## TEKS PILIHAN
* * *

Bisnis.com, JAKARTA - Hasan Zein Mahmud, Direktur Utama Bursa Efek Jakarta (BEJ) periode pertama (1991-1996) menyoroti relaksasi aturan kelonggaran waktu penyampaian laporan keuangan perusahaan yang melantai di Bursa Efek Indonesia (BEI).
Menurutnya, kebijakan tersebut justru menciderai asas tata kelola perusahaan yang baik dari perusahaan tercatat di lantai bursa.
Seperti diketahui, Otoritas Jasa Keuangan (OJK) memberikan kelonggaran tenggat waktu bagi lembaga jasa keuangan nonbank atau LJKNB dalam menyampaikan laporan tahunan 2020 selama satu bulan.
Kebijakan itu tertuang dalam Surat OJK nomor S-6/D.05/2021 tentang Perubahan Batas Waktu Penyampaian Laporan LJKNB dalam Masa Keadaan Darurat Bencana Nonalam Covid-19.

* * *

## TUGAS YANG DIMINTA
1 - Ambil bagian teks pilihan apa adanya, mulai dari "Bisnis.com, JAKARTA - Hasan" dan berakhir pada "Bencana Nonalam Covid-19.".
2 - Menurut teks pilihan, berapa lama kelonggaran tenggat waktu yang diberikan OJK kepada LJKNB untuk menyampaikan laporan tahunan 2020?
3 - Tuliskan semua singkatan dalam teks pilihan yang disertai kepanjangannya, lengkap dengan kepanjangan masing-masing.
Entri berikut merupakan bahan tersendiri yang terpisah dari teks pilihan.

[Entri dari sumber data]

* * *

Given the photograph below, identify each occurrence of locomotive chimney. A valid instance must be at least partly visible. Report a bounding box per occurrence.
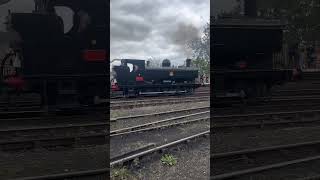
[244,0,257,17]
[186,59,191,67]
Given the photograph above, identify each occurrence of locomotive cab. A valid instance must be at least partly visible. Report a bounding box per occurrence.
[111,59,200,96]
[0,0,109,109]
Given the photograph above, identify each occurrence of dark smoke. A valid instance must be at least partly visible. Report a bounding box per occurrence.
[170,23,200,57]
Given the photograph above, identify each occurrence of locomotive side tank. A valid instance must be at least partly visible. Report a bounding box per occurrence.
[112,59,200,96]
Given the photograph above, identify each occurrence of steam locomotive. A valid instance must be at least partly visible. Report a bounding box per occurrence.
[0,0,109,109]
[210,0,292,100]
[111,59,201,97]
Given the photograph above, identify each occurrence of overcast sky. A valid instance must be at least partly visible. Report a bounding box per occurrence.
[0,0,235,64]
[110,0,210,64]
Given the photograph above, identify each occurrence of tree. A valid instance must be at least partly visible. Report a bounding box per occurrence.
[188,23,210,76]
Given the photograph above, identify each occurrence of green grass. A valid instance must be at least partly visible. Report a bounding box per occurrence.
[111,167,135,180]
[161,154,177,166]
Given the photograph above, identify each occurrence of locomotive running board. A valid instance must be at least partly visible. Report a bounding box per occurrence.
[139,91,187,95]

* * *

## JAWABAN TIAP TUGAS
1 -
Bisnis.com, JAKARTA - Hasan Zein Mahmud, Direktur Utama Bursa Efek Jakarta (BEJ) periode pertama (1991-1996) menyoroti relaksasi aturan kelonggaran waktu penyampaian laporan keuangan perusahaan yang melantai di Bursa Efek Indonesia (BEI).
Menurutnya, kebijakan tersebut justru menciderai asas tata kelola perusahaan yang baik dari perusahaan tercatat di lantai bursa.
Seperti diketahui, Otoritas Jasa Keuangan (OJK) memberikan kelonggaran tenggat waktu bagi lembaga jasa keuangan nonbank atau LJKNB dalam menyampaikan laporan tahunan 2020 selama satu bulan.
Kebijakan itu tertuang dalam Surat OJK nomor S-6/D.05/2021 tentang Perubahan Batas Waktu Penyampaian Laporan LJKNB dalam Masa Keadaan Darurat Bencana Nonalam Covid-19.

2 - Satu bulan.

3 -
- BEJ: Bursa Efek Jakarta
- BEI: Bursa Efek Indonesia
- OJK: Otoritas Jasa Keuangan
- LJKNB: lembaga jasa keuangan nonbank